Output each entry verbatim and exclude every picture from it.

(DATA FOR ANALYSIS)

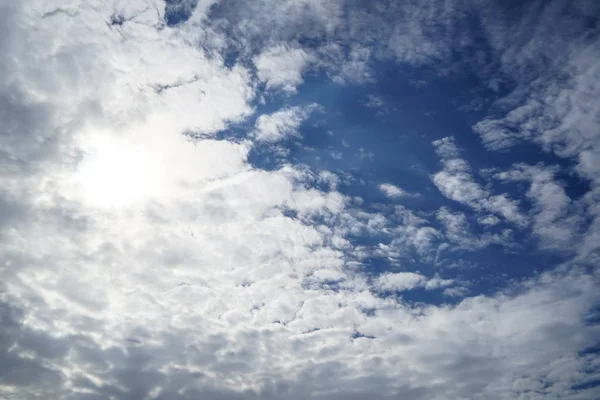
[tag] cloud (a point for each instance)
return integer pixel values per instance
(393, 191)
(144, 256)
(555, 220)
(457, 183)
(281, 67)
(281, 124)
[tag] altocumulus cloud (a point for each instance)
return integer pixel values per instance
(149, 251)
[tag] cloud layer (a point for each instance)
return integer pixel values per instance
(147, 253)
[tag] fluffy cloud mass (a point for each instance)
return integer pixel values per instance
(197, 201)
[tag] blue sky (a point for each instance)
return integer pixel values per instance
(300, 199)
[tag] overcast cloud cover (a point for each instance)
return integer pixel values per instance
(299, 199)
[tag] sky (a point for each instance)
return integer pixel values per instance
(299, 199)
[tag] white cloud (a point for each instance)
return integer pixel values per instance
(457, 183)
(553, 218)
(190, 281)
(281, 67)
(393, 191)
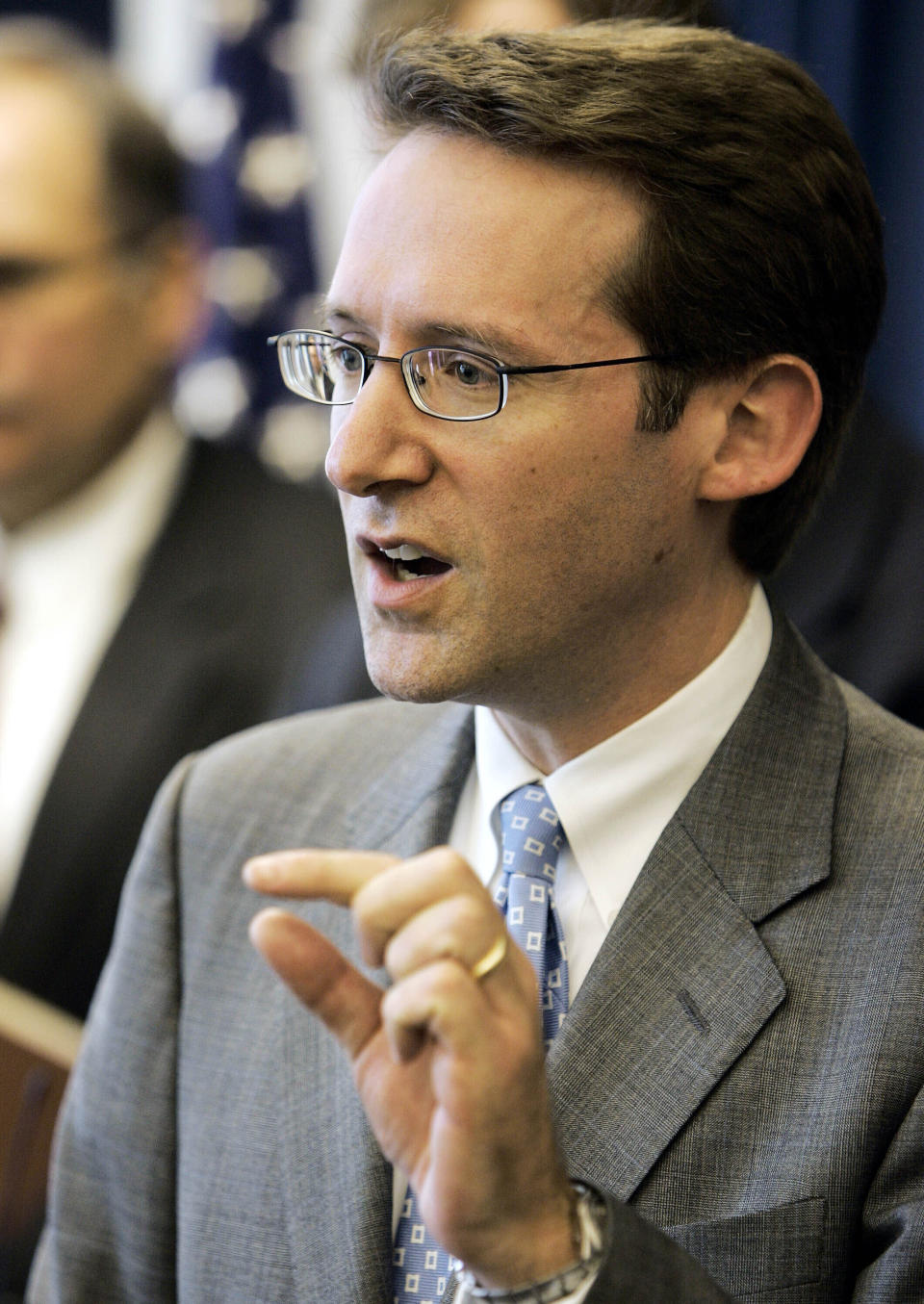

(End DATA FOR ANALYSIS)

[REPLY TO THE EXERCISE]
[tag] cloud (a point for each instance)
return integer pixel values per instance
(393, 191)
(144, 256)
(555, 220)
(457, 183)
(281, 67)
(281, 124)
[tag] altocumulus cloud (a point for each instance)
return integer pixel values per instance
(149, 251)
[tag] cloud layer (a point for each instance)
return integer pixel values per instance
(147, 253)
[tag] fluffy cloud mass (a point for each instance)
return integer pixel values per instance
(197, 201)
[tag] blue sky (a point for each instance)
return integer pixel values per instance
(300, 199)
[tag] overcast cloud cover (a point for each instance)
return integer pixel values per instance
(299, 199)
[tag] sky (a point for each instance)
return integer pixel values per instance
(299, 199)
[tag] white cloud (a point for each instance)
return integer pixel values per instance
(457, 183)
(553, 218)
(190, 281)
(281, 67)
(393, 191)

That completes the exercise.